* BEGIN *

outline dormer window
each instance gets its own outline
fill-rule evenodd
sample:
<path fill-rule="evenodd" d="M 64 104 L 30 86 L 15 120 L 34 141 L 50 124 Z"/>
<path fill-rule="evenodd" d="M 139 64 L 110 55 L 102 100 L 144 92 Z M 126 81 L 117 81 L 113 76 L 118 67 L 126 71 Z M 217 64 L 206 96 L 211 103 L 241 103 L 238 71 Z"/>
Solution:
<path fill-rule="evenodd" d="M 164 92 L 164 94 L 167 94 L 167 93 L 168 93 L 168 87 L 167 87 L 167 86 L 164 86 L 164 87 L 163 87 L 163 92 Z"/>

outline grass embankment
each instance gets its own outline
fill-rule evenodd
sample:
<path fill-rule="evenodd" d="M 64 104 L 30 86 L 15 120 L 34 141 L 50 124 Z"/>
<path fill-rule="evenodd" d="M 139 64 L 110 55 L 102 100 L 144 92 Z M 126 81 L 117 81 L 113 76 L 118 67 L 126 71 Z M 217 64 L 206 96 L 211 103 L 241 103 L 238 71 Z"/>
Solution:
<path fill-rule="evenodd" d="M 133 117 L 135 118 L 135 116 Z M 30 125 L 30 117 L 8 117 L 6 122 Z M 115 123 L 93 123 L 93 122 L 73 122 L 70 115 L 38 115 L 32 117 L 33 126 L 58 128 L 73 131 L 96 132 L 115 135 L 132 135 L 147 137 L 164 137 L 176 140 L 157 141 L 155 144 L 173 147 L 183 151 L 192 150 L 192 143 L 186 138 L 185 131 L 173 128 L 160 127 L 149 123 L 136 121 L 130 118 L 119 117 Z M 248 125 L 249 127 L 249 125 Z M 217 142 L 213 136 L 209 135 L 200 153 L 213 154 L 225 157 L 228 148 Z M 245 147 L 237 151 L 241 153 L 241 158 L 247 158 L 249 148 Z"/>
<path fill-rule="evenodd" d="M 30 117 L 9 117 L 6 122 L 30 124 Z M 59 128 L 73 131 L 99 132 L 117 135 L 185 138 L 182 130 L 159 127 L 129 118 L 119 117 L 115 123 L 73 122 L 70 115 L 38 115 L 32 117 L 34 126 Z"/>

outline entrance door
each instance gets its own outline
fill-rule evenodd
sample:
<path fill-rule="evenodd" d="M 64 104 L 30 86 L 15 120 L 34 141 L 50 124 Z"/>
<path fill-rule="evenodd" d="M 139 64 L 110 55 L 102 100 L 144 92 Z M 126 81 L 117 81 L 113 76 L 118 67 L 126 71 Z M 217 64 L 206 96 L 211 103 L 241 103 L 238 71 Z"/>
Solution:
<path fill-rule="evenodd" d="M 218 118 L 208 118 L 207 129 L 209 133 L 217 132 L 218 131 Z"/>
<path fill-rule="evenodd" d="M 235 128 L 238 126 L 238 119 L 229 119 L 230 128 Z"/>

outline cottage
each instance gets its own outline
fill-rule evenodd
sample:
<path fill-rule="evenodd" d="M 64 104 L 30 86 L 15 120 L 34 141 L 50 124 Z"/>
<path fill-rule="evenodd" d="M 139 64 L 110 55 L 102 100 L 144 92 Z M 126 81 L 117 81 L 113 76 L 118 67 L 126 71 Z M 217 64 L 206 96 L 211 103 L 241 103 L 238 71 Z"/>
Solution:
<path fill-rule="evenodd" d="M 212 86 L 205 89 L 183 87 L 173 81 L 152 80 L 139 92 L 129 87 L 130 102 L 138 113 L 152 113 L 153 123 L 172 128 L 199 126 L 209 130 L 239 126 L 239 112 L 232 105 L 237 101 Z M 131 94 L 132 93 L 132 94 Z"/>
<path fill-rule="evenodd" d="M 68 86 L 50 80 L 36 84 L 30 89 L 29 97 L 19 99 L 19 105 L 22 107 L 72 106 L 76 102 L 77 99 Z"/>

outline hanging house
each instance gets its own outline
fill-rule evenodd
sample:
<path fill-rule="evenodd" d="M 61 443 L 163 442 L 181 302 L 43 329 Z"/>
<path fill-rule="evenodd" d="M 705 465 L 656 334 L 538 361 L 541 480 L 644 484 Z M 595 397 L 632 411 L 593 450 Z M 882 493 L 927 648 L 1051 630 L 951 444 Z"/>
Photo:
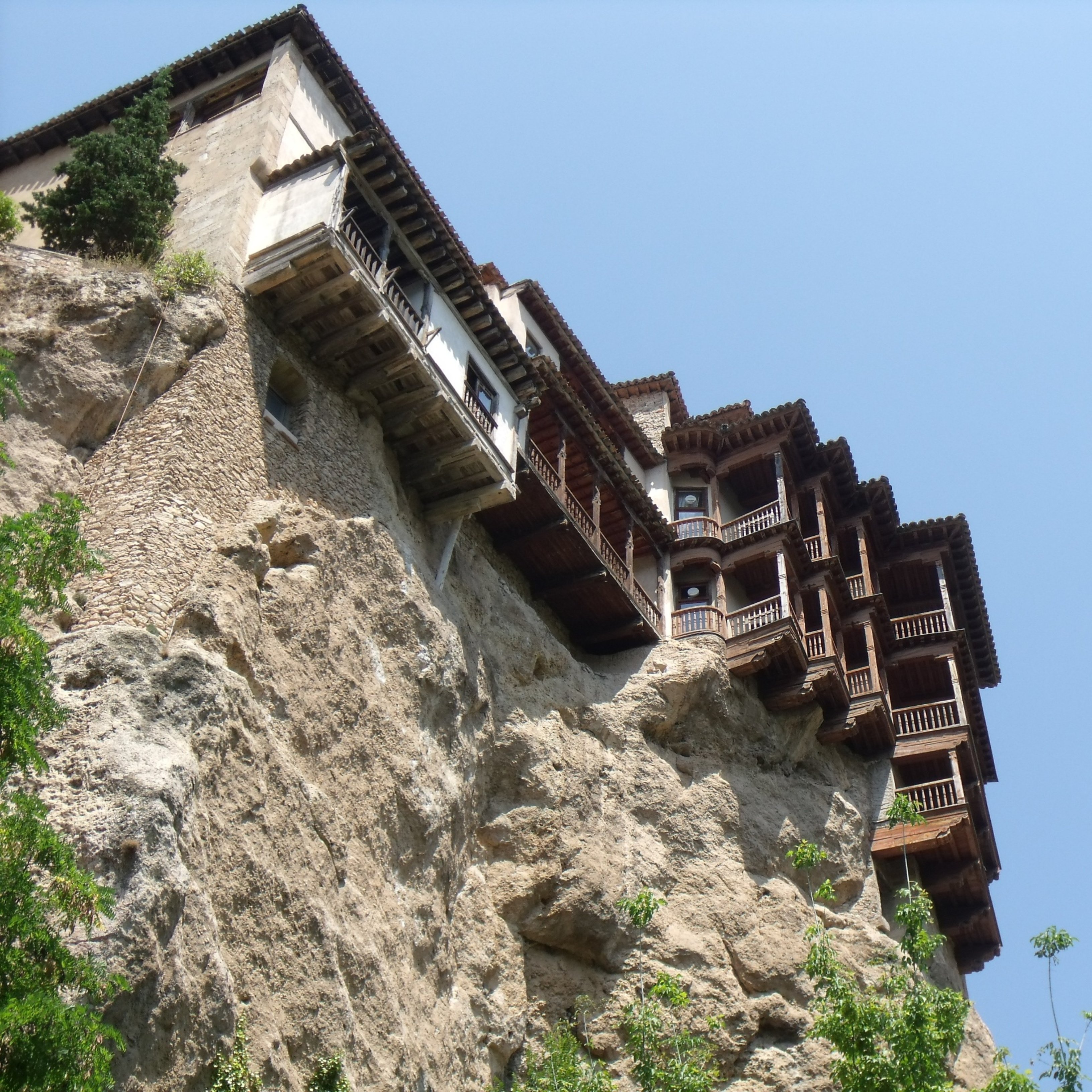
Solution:
<path fill-rule="evenodd" d="M 822 744 L 889 762 L 887 802 L 925 821 L 878 809 L 881 875 L 905 845 L 959 968 L 995 956 L 980 691 L 1000 674 L 966 520 L 900 523 L 803 402 L 692 416 L 670 371 L 608 382 L 539 284 L 474 263 L 305 8 L 169 68 L 171 245 L 379 423 L 424 518 L 473 514 L 574 649 L 709 642 L 770 710 L 814 705 Z M 150 85 L 0 141 L 0 189 L 57 185 L 68 142 Z M 297 387 L 274 369 L 259 411 L 296 446 Z"/>

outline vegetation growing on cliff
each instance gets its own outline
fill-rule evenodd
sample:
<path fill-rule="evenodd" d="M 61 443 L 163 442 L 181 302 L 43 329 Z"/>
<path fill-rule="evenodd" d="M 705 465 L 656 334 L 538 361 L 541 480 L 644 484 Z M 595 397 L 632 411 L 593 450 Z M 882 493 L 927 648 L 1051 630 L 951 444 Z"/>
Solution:
<path fill-rule="evenodd" d="M 0 393 L 9 396 L 10 360 L 0 353 Z M 12 785 L 46 769 L 39 738 L 63 720 L 32 619 L 60 608 L 72 578 L 95 567 L 81 511 L 57 495 L 0 521 L 0 1092 L 105 1092 L 111 1046 L 123 1048 L 102 1006 L 124 981 L 64 940 L 108 916 L 112 893 L 80 867 L 35 793 Z"/>
<path fill-rule="evenodd" d="M 19 209 L 7 193 L 0 192 L 0 242 L 11 242 L 23 230 Z"/>
<path fill-rule="evenodd" d="M 164 156 L 169 139 L 170 75 L 156 74 L 107 132 L 74 138 L 72 155 L 55 168 L 64 181 L 23 202 L 46 246 L 100 258 L 154 261 L 186 167 Z"/>
<path fill-rule="evenodd" d="M 629 1055 L 630 1075 L 641 1092 L 710 1092 L 720 1080 L 712 1035 L 724 1026 L 720 1017 L 702 1017 L 690 1007 L 690 994 L 680 975 L 660 972 L 644 989 L 644 931 L 661 906 L 667 905 L 648 888 L 618 907 L 640 937 L 638 997 L 622 1010 L 619 1030 Z M 586 1017 L 586 998 L 578 998 Z M 559 1021 L 543 1041 L 542 1051 L 529 1047 L 523 1076 L 513 1092 L 612 1092 L 617 1085 L 606 1066 L 587 1049 L 569 1020 Z"/>

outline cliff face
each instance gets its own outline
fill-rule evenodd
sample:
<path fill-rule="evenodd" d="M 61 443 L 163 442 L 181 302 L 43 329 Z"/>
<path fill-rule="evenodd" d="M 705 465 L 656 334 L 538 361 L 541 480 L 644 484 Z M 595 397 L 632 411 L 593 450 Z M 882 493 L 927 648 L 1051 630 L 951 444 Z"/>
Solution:
<path fill-rule="evenodd" d="M 727 1017 L 732 1087 L 828 1087 L 788 846 L 830 853 L 847 960 L 892 941 L 882 776 L 818 711 L 768 713 L 714 640 L 574 655 L 474 521 L 438 589 L 378 427 L 298 356 L 311 439 L 263 430 L 296 348 L 234 289 L 165 306 L 5 248 L 0 297 L 27 402 L 3 503 L 80 491 L 106 565 L 57 619 L 45 794 L 118 892 L 86 942 L 132 984 L 119 1088 L 206 1087 L 244 1010 L 278 1088 L 336 1049 L 356 1088 L 482 1089 L 578 994 L 615 1058 L 638 954 L 614 903 L 643 886 L 668 898 L 651 965 Z M 972 1017 L 969 1083 L 990 1052 Z"/>

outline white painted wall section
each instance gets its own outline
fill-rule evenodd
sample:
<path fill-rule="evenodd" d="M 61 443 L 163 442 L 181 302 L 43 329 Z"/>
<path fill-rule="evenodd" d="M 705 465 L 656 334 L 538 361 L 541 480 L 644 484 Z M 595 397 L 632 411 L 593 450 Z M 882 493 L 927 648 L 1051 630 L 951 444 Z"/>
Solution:
<path fill-rule="evenodd" d="M 455 389 L 460 397 L 466 391 L 466 361 L 474 358 L 478 371 L 497 392 L 497 427 L 492 434 L 492 442 L 497 450 L 508 460 L 510 466 L 515 466 L 517 418 L 515 397 L 488 354 L 483 353 L 463 327 L 462 319 L 451 305 L 439 293 L 432 295 L 430 316 L 434 327 L 440 332 L 428 346 L 428 355 L 443 373 L 444 378 Z"/>
<path fill-rule="evenodd" d="M 335 223 L 345 169 L 340 159 L 328 159 L 265 190 L 250 228 L 248 254 L 257 254 L 319 224 Z"/>
<path fill-rule="evenodd" d="M 325 147 L 335 141 L 351 136 L 352 130 L 322 88 L 314 74 L 302 64 L 299 69 L 299 83 L 292 96 L 292 108 L 288 114 L 288 124 L 281 139 L 276 165 L 283 167 L 294 163 L 301 155 Z"/>

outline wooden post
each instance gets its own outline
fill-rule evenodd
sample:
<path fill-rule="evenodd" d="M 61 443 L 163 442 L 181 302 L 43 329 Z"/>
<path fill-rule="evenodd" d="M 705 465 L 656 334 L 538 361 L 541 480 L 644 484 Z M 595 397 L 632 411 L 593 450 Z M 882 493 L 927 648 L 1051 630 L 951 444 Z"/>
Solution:
<path fill-rule="evenodd" d="M 880 679 L 880 660 L 876 654 L 876 634 L 873 632 L 871 620 L 865 622 L 865 648 L 868 650 L 868 672 L 873 677 L 873 690 L 885 689 Z"/>
<path fill-rule="evenodd" d="M 819 589 L 819 616 L 822 619 L 822 640 L 827 649 L 827 655 L 833 656 L 836 652 L 834 645 L 834 627 L 830 620 L 830 598 L 827 595 L 827 585 Z"/>
<path fill-rule="evenodd" d="M 715 474 L 709 483 L 709 515 L 721 525 L 721 479 Z"/>
<path fill-rule="evenodd" d="M 963 795 L 963 778 L 959 772 L 959 756 L 956 751 L 948 752 L 948 761 L 952 764 L 952 781 L 956 782 L 956 799 L 959 804 L 965 804 L 966 797 Z"/>
<path fill-rule="evenodd" d="M 943 561 L 937 561 L 937 580 L 940 583 L 940 598 L 945 605 L 945 618 L 948 620 L 948 629 L 956 628 L 956 616 L 952 614 L 952 601 L 948 597 L 948 581 L 945 580 Z"/>
<path fill-rule="evenodd" d="M 963 704 L 963 687 L 960 686 L 959 681 L 959 669 L 956 667 L 954 656 L 945 656 L 948 661 L 948 674 L 952 678 L 952 693 L 956 696 L 956 708 L 959 710 L 959 722 L 960 724 L 969 724 L 966 719 L 966 707 Z"/>
<path fill-rule="evenodd" d="M 387 259 L 391 257 L 391 236 L 393 235 L 393 228 L 385 221 L 383 222 L 383 230 L 379 236 L 379 260 L 385 265 Z"/>
<path fill-rule="evenodd" d="M 832 557 L 830 549 L 830 534 L 827 530 L 827 509 L 823 507 L 822 486 L 816 486 L 816 515 L 819 518 L 819 545 L 822 547 L 823 557 Z"/>
<path fill-rule="evenodd" d="M 865 534 L 865 525 L 857 524 L 857 550 L 860 554 L 860 572 L 865 578 L 865 594 L 875 595 L 876 584 L 873 581 L 873 565 L 868 558 L 868 536 Z"/>
<path fill-rule="evenodd" d="M 783 550 L 778 550 L 778 594 L 781 597 L 781 617 L 792 618 L 793 607 L 788 602 L 788 569 L 785 567 Z"/>
<path fill-rule="evenodd" d="M 788 522 L 788 494 L 785 491 L 785 461 L 780 451 L 773 453 L 773 473 L 778 478 L 778 503 L 781 506 L 779 523 Z"/>

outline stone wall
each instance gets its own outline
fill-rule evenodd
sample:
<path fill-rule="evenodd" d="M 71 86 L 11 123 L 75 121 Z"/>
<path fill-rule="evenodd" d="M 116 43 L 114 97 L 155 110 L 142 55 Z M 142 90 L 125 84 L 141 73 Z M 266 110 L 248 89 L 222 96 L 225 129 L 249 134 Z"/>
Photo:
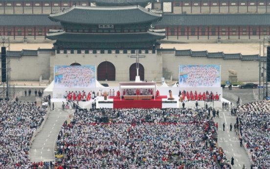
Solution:
<path fill-rule="evenodd" d="M 39 81 L 43 76 L 44 80 L 49 78 L 50 52 L 38 53 L 38 56 L 23 56 L 10 59 L 12 80 Z"/>

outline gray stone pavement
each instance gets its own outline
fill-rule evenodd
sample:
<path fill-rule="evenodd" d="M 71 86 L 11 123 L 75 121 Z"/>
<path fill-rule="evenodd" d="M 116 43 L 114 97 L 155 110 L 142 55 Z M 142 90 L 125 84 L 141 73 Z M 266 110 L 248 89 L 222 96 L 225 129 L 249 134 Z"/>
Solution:
<path fill-rule="evenodd" d="M 219 118 L 214 118 L 214 120 L 215 122 L 218 123 L 218 146 L 225 151 L 228 160 L 231 161 L 232 157 L 234 158 L 233 169 L 242 169 L 243 165 L 250 169 L 250 162 L 248 154 L 244 147 L 240 147 L 239 136 L 234 132 L 233 126 L 236 123 L 236 116 L 231 116 L 228 110 L 221 110 Z M 224 122 L 225 123 L 225 131 L 223 131 Z M 233 126 L 232 131 L 229 131 L 231 123 Z"/>
<path fill-rule="evenodd" d="M 51 110 L 42 130 L 36 137 L 30 148 L 31 162 L 54 160 L 54 143 L 66 118 L 74 110 L 55 108 Z"/>

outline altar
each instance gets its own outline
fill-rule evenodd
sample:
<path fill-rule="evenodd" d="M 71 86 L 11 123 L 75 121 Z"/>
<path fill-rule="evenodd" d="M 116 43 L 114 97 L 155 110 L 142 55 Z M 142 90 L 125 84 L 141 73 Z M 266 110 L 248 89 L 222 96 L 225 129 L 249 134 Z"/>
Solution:
<path fill-rule="evenodd" d="M 124 96 L 125 100 L 151 100 L 152 95 L 127 95 Z"/>

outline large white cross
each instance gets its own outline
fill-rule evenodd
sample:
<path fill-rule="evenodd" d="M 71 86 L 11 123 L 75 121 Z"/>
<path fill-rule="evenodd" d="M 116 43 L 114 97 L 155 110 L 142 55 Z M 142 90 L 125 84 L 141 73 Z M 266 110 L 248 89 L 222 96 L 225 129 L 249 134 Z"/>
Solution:
<path fill-rule="evenodd" d="M 131 55 L 131 58 L 136 58 L 136 69 L 137 69 L 137 76 L 139 75 L 139 58 L 143 58 L 145 57 L 145 55 L 140 55 L 139 54 L 139 50 L 135 50 L 136 55 Z"/>

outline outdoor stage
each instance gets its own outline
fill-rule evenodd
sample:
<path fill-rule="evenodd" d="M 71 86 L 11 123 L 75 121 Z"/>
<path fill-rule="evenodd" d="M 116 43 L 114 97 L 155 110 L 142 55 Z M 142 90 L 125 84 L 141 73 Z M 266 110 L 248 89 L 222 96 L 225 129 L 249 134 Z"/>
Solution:
<path fill-rule="evenodd" d="M 136 97 L 135 96 L 135 97 Z M 156 100 L 152 98 L 150 100 L 125 100 L 120 99 L 119 97 L 111 97 L 107 100 L 104 99 L 103 97 L 98 96 L 95 98 L 96 100 L 96 108 L 182 108 L 182 102 L 179 101 L 179 97 L 177 96 L 173 96 L 175 98 L 174 100 L 168 100 L 167 96 L 160 96 L 156 97 Z M 82 108 L 90 109 L 92 108 L 92 103 L 94 100 L 91 99 L 89 101 L 79 101 L 79 106 Z M 54 103 L 55 108 L 61 108 L 64 102 L 67 104 L 67 100 L 65 98 L 52 98 L 51 102 Z M 212 107 L 216 109 L 221 109 L 222 103 L 225 101 L 230 102 L 225 98 L 222 98 L 220 101 L 198 101 L 198 107 L 204 108 L 205 105 L 207 104 L 208 107 Z M 196 101 L 185 101 L 185 107 L 192 108 L 196 107 Z M 77 101 L 74 102 L 75 103 Z"/>

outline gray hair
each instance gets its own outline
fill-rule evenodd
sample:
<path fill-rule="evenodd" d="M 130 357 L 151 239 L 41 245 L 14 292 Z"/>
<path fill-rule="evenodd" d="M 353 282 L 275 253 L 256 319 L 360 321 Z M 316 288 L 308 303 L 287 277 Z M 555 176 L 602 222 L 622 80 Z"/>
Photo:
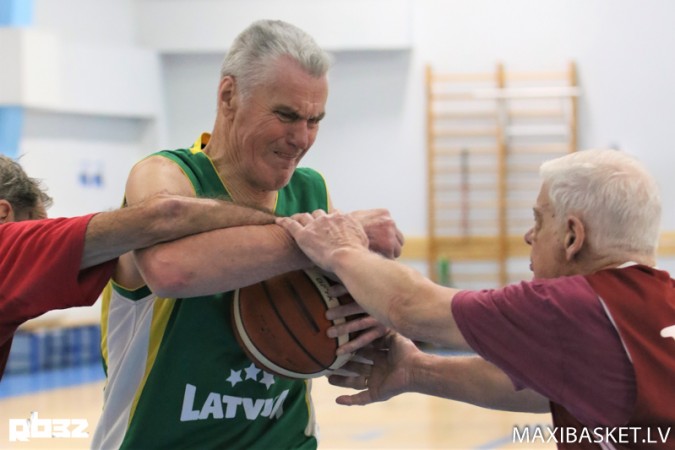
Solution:
<path fill-rule="evenodd" d="M 40 203 L 45 208 L 52 203 L 40 181 L 30 178 L 18 162 L 4 155 L 0 155 L 0 199 L 7 200 L 16 214 L 32 212 Z"/>
<path fill-rule="evenodd" d="M 618 150 L 584 150 L 545 162 L 540 174 L 559 220 L 577 214 L 597 251 L 656 255 L 661 197 L 637 159 Z"/>
<path fill-rule="evenodd" d="M 282 56 L 292 58 L 316 78 L 326 75 L 332 64 L 331 56 L 300 28 L 281 20 L 259 20 L 235 38 L 223 60 L 220 78 L 233 76 L 242 95 L 250 95 Z"/>

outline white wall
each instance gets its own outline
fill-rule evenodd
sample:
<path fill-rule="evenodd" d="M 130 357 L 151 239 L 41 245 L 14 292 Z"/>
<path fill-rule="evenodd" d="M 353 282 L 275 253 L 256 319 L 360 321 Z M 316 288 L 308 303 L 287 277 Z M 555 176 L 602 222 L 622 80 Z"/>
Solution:
<path fill-rule="evenodd" d="M 328 115 L 304 162 L 326 175 L 341 209 L 384 206 L 407 235 L 424 235 L 427 63 L 473 71 L 492 70 L 497 61 L 513 70 L 561 68 L 576 61 L 582 87 L 580 146 L 613 145 L 634 153 L 664 193 L 673 190 L 675 60 L 669 54 L 675 3 L 670 0 L 293 0 L 283 7 L 271 0 L 35 1 L 36 27 L 64 41 L 139 48 L 161 57 L 161 77 L 141 89 L 163 93 L 157 107 L 160 116 L 166 115 L 166 127 L 161 117 L 136 119 L 140 122 L 133 126 L 111 118 L 107 126 L 114 134 L 130 133 L 139 140 L 77 138 L 75 147 L 95 154 L 124 154 L 120 161 L 131 161 L 158 148 L 188 145 L 197 133 L 209 131 L 225 37 L 231 39 L 251 20 L 283 17 L 314 28 L 310 31 L 336 56 Z M 179 40 L 167 31 L 176 27 L 186 31 Z M 363 39 L 361 45 L 357 38 Z M 105 89 L 105 79 L 94 81 Z M 80 123 L 76 116 L 62 118 L 66 129 Z M 91 122 L 82 118 L 81 124 Z M 32 131 L 26 144 L 40 159 L 71 145 L 63 135 L 36 134 Z M 61 150 L 49 153 L 50 145 Z M 65 172 L 53 170 L 57 166 L 49 161 L 30 164 L 47 172 L 48 184 L 59 186 L 58 197 L 79 198 L 82 192 L 70 191 L 72 180 L 62 182 Z M 669 201 L 664 228 L 675 229 Z"/>
<path fill-rule="evenodd" d="M 637 155 L 668 192 L 675 163 L 675 61 L 666 56 L 675 42 L 672 17 L 668 0 L 649 7 L 634 0 L 416 0 L 410 49 L 334 52 L 328 115 L 305 163 L 326 174 L 339 207 L 385 206 L 406 234 L 423 235 L 424 65 L 489 71 L 501 61 L 512 70 L 546 70 L 574 60 L 580 147 L 618 146 Z M 376 23 L 378 16 L 359 20 Z M 193 139 L 200 123 L 211 128 L 210 83 L 221 56 L 165 58 L 174 145 Z M 194 94 L 189 102 L 186 92 Z M 664 225 L 675 228 L 668 203 Z"/>

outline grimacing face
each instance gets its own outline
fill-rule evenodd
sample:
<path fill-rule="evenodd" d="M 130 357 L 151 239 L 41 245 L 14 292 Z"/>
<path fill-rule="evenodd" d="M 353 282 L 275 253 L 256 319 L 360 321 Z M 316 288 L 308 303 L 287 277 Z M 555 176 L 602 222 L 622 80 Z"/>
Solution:
<path fill-rule="evenodd" d="M 291 59 L 277 61 L 269 81 L 239 103 L 232 128 L 240 173 L 261 191 L 288 184 L 316 139 L 328 98 L 327 78 L 309 75 Z"/>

* END *

Arrange the stretch from the line containing "outline large white cross" through the line containing "131 55 L 131" as a two-column CSV with the headers input and output. Give one row per record, with the record's text under input and its answer under output, each as a single quoted field with line breaks replaced by spaces.

input,output
"outline large white cross each instance gets its own outline fill-rule evenodd sample: <path fill-rule=""evenodd"" d=""M 71 86 L 11 123 L 75 121 Z""/> <path fill-rule=""evenodd"" d=""M 116 43 L 114 97 L 155 110 L 142 55 Z M 142 90 L 125 84 L 141 73 Z M 266 110 L 248 89 L 222 96 L 225 129 L 249 134 Z""/> Solution:","<path fill-rule=""evenodd"" d=""M 131 55 L 131 58 L 136 58 L 136 69 L 137 69 L 137 76 L 139 75 L 139 58 L 143 58 L 145 57 L 145 55 L 140 55 L 139 54 L 139 50 L 135 50 L 136 55 Z""/>"